* **GIVEN DATA**:
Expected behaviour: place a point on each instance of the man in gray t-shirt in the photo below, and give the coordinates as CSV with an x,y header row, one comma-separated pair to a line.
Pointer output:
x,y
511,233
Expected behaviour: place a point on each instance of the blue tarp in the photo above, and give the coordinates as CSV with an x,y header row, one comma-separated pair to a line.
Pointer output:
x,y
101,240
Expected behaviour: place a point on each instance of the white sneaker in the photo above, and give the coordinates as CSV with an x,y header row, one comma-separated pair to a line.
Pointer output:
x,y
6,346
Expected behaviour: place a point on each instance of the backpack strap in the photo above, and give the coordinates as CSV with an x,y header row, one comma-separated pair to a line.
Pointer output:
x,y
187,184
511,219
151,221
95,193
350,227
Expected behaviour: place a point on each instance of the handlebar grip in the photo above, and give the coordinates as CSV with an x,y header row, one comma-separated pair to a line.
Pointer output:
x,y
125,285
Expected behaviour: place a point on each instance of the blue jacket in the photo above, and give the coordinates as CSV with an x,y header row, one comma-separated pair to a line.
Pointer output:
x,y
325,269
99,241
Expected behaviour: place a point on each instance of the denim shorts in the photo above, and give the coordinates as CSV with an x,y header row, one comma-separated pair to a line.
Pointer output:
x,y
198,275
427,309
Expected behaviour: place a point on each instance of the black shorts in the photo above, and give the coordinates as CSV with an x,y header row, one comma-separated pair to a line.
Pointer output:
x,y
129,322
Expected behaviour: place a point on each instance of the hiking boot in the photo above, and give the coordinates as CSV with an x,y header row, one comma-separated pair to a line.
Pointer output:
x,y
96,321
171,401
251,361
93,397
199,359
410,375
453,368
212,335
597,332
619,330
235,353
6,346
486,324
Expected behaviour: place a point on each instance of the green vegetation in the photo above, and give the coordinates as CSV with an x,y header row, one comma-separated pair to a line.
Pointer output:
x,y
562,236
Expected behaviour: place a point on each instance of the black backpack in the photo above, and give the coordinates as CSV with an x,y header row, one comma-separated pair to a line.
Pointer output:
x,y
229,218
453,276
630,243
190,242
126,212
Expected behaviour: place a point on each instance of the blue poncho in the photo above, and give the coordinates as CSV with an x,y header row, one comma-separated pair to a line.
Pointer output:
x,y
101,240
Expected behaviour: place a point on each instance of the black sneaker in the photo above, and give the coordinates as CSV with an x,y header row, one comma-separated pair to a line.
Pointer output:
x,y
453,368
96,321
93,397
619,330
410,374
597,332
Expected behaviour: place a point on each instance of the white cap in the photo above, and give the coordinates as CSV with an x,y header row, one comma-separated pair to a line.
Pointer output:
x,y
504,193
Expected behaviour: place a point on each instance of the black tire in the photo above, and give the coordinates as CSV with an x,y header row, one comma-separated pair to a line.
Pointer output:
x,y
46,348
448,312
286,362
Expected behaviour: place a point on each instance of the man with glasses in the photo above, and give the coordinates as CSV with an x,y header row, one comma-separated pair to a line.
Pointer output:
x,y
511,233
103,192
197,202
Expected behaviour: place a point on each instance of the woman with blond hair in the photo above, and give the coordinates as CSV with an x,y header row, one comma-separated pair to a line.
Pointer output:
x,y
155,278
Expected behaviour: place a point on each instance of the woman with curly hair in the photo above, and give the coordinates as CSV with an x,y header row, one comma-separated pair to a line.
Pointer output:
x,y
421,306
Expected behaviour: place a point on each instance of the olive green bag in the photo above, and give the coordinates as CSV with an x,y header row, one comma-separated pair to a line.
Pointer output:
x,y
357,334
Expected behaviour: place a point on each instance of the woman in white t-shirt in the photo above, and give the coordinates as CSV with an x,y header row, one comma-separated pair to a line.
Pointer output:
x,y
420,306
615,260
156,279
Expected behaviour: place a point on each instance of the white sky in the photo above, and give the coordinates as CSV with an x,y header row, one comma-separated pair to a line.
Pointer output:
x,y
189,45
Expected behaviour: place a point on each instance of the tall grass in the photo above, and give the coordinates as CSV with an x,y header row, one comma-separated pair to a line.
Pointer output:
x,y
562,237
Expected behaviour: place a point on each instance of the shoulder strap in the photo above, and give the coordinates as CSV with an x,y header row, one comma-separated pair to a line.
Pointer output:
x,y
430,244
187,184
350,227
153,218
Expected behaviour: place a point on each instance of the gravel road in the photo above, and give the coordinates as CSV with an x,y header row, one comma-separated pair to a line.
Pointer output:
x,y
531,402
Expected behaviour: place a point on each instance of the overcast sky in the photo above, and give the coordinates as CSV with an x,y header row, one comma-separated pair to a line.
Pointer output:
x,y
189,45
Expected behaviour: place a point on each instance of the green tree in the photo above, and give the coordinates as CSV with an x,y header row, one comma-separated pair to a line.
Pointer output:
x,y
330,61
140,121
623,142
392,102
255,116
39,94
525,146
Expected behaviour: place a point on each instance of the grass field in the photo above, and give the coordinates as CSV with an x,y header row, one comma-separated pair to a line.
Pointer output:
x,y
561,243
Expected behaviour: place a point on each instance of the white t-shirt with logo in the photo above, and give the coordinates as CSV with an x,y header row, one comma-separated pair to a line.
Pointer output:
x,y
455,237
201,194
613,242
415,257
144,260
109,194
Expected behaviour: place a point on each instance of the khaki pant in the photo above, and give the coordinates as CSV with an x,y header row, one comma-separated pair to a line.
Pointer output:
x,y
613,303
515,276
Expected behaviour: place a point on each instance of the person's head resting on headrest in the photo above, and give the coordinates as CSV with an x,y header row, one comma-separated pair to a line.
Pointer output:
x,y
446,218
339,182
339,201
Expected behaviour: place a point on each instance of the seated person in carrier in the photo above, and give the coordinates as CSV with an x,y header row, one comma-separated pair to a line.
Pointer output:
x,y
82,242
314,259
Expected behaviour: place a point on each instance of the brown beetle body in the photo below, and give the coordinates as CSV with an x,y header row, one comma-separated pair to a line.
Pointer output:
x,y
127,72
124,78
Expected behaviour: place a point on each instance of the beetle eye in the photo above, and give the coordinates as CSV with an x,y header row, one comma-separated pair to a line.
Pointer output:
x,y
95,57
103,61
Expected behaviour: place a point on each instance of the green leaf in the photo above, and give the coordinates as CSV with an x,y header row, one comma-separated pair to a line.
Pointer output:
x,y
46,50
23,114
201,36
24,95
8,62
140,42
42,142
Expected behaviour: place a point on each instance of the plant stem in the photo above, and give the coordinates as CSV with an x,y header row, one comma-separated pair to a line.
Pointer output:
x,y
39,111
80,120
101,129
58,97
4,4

* **INSTRUCTIONS TO FOLLOW**:
Reproduce all of the entries word for word.

* **TASK RESULT**:
Expected behaviour: place a point on each instance of the man in gray t-shirt in the photo below, and give the coordinates as CSV with an x,y header row, one comma-separated pair to a line.
Pointer output:
x,y
511,233
Expected behaviour: place a point on each instance of the blue tarp in the photo above, and give the coordinates as CSV with an x,y header row, one comma-separated pair to a line.
Pointer output:
x,y
101,240
Expected behaviour: place a point on each instance of the white sneaker in the photo above, and give the coordinates as CSV with an x,y header row, one comma-separated pair to a line.
Pointer output:
x,y
6,346
Expected behaviour: place a point on each instance of the backpack strap in the photo above, and give the coordinates as CSV with an x,y header row, one comma-separated pair to a line.
Pointer output:
x,y
187,184
511,219
151,221
95,193
350,227
Expected behaviour: place a point on each instance of the handlebar grip in the photo above, and give the coordinates as CSV with an x,y header row, one comma-separated pair to a line.
Pointer output:
x,y
125,285
Expected behaviour: place a point on each instance of the blue jacket in the photo above, and give the coordinates as CSV with an x,y header row, one comma-separated pair to a line.
Pointer output:
x,y
325,269
99,241
Expected behaviour: place a point on each instance of the denim shorts in the photo above, and give the coordinates as CSV with an x,y header row, one comma-separated pair to a line.
Pointer output:
x,y
198,275
427,309
Expected behaviour: place a point on each instance of the black shorts in the photo above, and give the coordinates as CSV with an x,y header row, one comma-separated pair to a line.
Pointer output:
x,y
129,322
Expected behaviour: place a point on each instance of the hiking boot in the photo above, and give the coordinates as CSV with an x,y header row, one comma-separated pair to a line.
Pointer output:
x,y
96,321
171,401
251,361
93,397
199,359
410,375
453,368
212,335
597,332
619,330
235,353
6,346
486,324
Expected behaviour: place a point on each instance of the green vegetation in the photo above, and give the coordinates as CSV with an x,y header row, one comma-separated pair to a line.
Pointer output:
x,y
562,236
Expected behaviour: place a point on each instance of the black backpack in the photo above, and give the coordinates as CSV with an x,y header row, one comma-separated pair to a line.
Pointer output:
x,y
229,218
453,276
630,243
190,242
126,212
Expected behaviour: place a point on each instance of the blue poncho in the photo above, and give the coordinates as CSV with an x,y header row, one comma-separated pair to a line.
Pointer output:
x,y
101,240
Expected behaviour: place a point on each instance of the black sneaker in the photo above, and give the coordinates as CSV with an x,y header row, one comma-separated pair to a line.
Pointer output:
x,y
453,368
96,321
93,397
619,330
410,374
597,332
Expected behaviour: place a point on each instance of the white cap in the photo above, and give the coordinates as CSV with an x,y header row, one comma-separated pair to a line.
Pointer output:
x,y
504,193
Expected behaviour: place a point on each instance of the black tire in the photo above, and give the coordinates as CSV with an x,y header row, one comma-separated pair to a line.
Pointer output:
x,y
46,348
448,312
286,362
Expected behaviour: place a point on each instance of the man with glasses in the photo above, and give the coordinates as CSV with an x,y header row, one comma-separated pair to a line.
Pointer output:
x,y
511,233
103,192
197,202
Expected behaviour: place a point on each instance of the woman with blond hair in the photo above, and give the coordinates as CSV with an x,y header row, one comma-separated pair to a line.
Pointer output:
x,y
155,278
Expected behaviour: place a point on each instance of the woman with curly hair in the photo above, and give the coordinates as CSV with an x,y header row, one comma-separated pair to a line.
Pointer output:
x,y
421,306
Expected behaviour: place a point on each instance of the olive green bag in the photo above, and give the coordinates as CSV with an x,y header row, one comma-separated pair to a line.
Pointer output:
x,y
357,334
Expected behaviour: place a point on each instance of the woman in white t-shirt in the photo above, and give the coordinates as CSV with an x,y header row, one comma-separated pair to a line.
Pointer output:
x,y
420,306
615,260
156,279
Expected behaviour: place a point on each instance of the white sky in the photo above, and give the coordinates as CSV with an x,y header row, one comma-separated pair to a line.
Pointer output:
x,y
189,45
Expected behaviour: place a point on each instance of the tall grass in the photo above, and give the coordinates as CSV with an x,y header row, one comma-separated pair to a line.
Pointer output:
x,y
562,237
Expected behaviour: place a point on each instance of the shoulder strap in the photo above, and give the coordinates as CSV with an x,y header row, one comma-separated pair to a line.
Pointer output:
x,y
430,244
187,184
350,227
153,218
Expected behaviour: place a point on each instance of the gravel road in the photo above, and give the coordinates as CSV with an x,y header row, one comma-separated pair to a line.
Pointer output:
x,y
531,402
Expected behaviour: place a point on each instance of the overcast sky in the photo above, and give the coordinates as CSV with an x,y header row, one comma-separated pair to a line.
Pointer output:
x,y
189,45
Expected behaviour: place a point on each instance of the green tree in the photo above, and give the coordinates as CSV with an x,y header row, one comma-separated pair to a line.
Pointer output:
x,y
330,61
140,121
623,142
392,102
255,116
39,94
525,146
Expected behaviour: place a point on each instance of the grass field in the photo above, and give the coordinates as CSV with an x,y header row, one comma-separated pair to a line.
Pointer output:
x,y
561,243
Expected behaviour: place a point on each instance of the white t-shirt with logo in the photo above, and give the coordinates as CSV with an x,y header row, one comma-separated pair to a line.
Pointer output:
x,y
455,237
201,194
613,242
415,257
144,260
109,194
Expected behaviour: place a point on each instance of the khaki pant in the photo above, and give the coordinates as CSV with an x,y header row, one comma-separated pair to a line.
Pointer output:
x,y
613,303
515,276
Expected behaviour: place a point on each instance of the person's head resting on headrest in the photo above, and give the coordinates as CSV with an x,y header row, one comma-separated pair to a line.
Pointer output:
x,y
446,218
339,182
339,201
Expected behaviour: place a point on each instance of the seated person in carrier in the photo above, and give the coordinates as CSV with an x,y header row, one comma-separated pair to a line.
Pointer output:
x,y
82,242
314,259
Expected behaviour: place a point on each instance of the brown beetle body in the photo below, and give the coordinates as CSV with an x,y header row, one comma-separated pair to a line.
Pointer output:
x,y
127,72
124,78
Expected behaviour: place a point on each instance of the beetle eye in the photo above, and give the coordinates as CSV with an x,y header row, one comma-separated pair to a line.
Pointer output:
x,y
95,57
103,61
Expected behaviour: place a point on each instance of the green leaf in the photo above, and give the coordinates as CSV with an x,y header row, one comma-separated pair to a line.
Pointer output:
x,y
46,50
23,114
201,36
24,95
8,62
140,42
42,142
Expected behaviour: place a point on each instance of the plant stem in the photo above, and give the coordinates as CSV with an x,y header row, one comma-separated pair to a line.
Pointer output:
x,y
39,111
80,120
101,129
58,97
4,4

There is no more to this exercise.